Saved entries
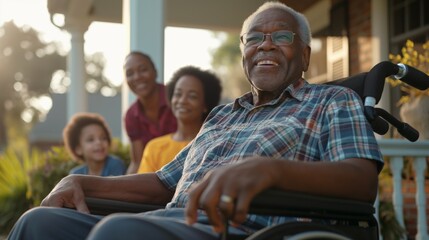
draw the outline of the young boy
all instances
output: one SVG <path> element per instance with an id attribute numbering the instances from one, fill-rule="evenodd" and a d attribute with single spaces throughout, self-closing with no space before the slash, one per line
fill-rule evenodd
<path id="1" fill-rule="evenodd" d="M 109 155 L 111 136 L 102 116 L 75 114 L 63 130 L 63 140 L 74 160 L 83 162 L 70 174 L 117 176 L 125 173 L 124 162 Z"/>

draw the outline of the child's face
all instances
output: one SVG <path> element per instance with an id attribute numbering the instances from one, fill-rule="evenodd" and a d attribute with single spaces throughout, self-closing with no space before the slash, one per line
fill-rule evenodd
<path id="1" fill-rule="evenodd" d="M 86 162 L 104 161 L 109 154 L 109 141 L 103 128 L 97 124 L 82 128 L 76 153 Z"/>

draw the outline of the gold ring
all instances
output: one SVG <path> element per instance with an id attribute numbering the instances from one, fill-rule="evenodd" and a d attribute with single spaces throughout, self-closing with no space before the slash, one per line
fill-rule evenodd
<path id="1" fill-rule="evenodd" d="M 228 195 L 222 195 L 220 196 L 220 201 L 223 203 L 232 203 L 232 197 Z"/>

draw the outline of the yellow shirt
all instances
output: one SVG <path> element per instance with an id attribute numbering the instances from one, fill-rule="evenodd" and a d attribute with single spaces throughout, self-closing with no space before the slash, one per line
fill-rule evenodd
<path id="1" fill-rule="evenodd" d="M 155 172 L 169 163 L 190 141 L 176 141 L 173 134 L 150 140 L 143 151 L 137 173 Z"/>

==

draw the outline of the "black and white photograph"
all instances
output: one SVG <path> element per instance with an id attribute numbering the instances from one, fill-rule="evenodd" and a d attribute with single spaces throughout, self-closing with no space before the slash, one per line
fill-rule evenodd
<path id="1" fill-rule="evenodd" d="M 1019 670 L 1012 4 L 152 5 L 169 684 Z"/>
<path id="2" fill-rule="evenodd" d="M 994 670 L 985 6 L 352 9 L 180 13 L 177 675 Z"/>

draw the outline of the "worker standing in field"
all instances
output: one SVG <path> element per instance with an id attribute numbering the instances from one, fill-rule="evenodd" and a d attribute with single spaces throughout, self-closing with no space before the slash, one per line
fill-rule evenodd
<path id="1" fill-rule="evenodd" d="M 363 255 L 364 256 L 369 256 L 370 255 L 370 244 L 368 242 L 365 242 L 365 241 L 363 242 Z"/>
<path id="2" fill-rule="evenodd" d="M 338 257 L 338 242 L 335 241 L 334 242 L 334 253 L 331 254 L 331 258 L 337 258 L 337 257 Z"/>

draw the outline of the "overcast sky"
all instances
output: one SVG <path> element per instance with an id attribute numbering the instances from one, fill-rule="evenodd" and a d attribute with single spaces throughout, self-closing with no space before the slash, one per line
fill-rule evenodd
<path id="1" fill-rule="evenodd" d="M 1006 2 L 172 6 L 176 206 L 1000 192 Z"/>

==

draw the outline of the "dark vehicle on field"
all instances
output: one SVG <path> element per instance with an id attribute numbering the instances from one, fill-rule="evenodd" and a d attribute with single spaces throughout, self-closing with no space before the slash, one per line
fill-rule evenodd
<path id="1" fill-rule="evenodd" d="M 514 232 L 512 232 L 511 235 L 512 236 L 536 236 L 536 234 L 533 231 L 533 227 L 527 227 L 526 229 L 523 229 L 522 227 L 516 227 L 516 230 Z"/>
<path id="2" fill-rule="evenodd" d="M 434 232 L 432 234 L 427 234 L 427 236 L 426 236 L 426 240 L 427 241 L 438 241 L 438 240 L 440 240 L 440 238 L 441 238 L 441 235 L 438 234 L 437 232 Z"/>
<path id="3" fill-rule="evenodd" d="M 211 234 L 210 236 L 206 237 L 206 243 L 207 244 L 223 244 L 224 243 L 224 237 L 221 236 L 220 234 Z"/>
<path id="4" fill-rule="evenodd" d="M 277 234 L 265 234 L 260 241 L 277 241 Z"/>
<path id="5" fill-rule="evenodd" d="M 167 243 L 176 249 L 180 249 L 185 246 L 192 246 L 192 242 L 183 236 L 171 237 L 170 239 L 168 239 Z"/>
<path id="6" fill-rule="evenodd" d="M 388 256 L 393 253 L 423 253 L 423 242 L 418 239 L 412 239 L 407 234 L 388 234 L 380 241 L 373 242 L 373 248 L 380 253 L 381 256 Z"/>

_Task item_
Work out how many lines in the records above contain the word "field", and give only that number.

_Result of the task_
2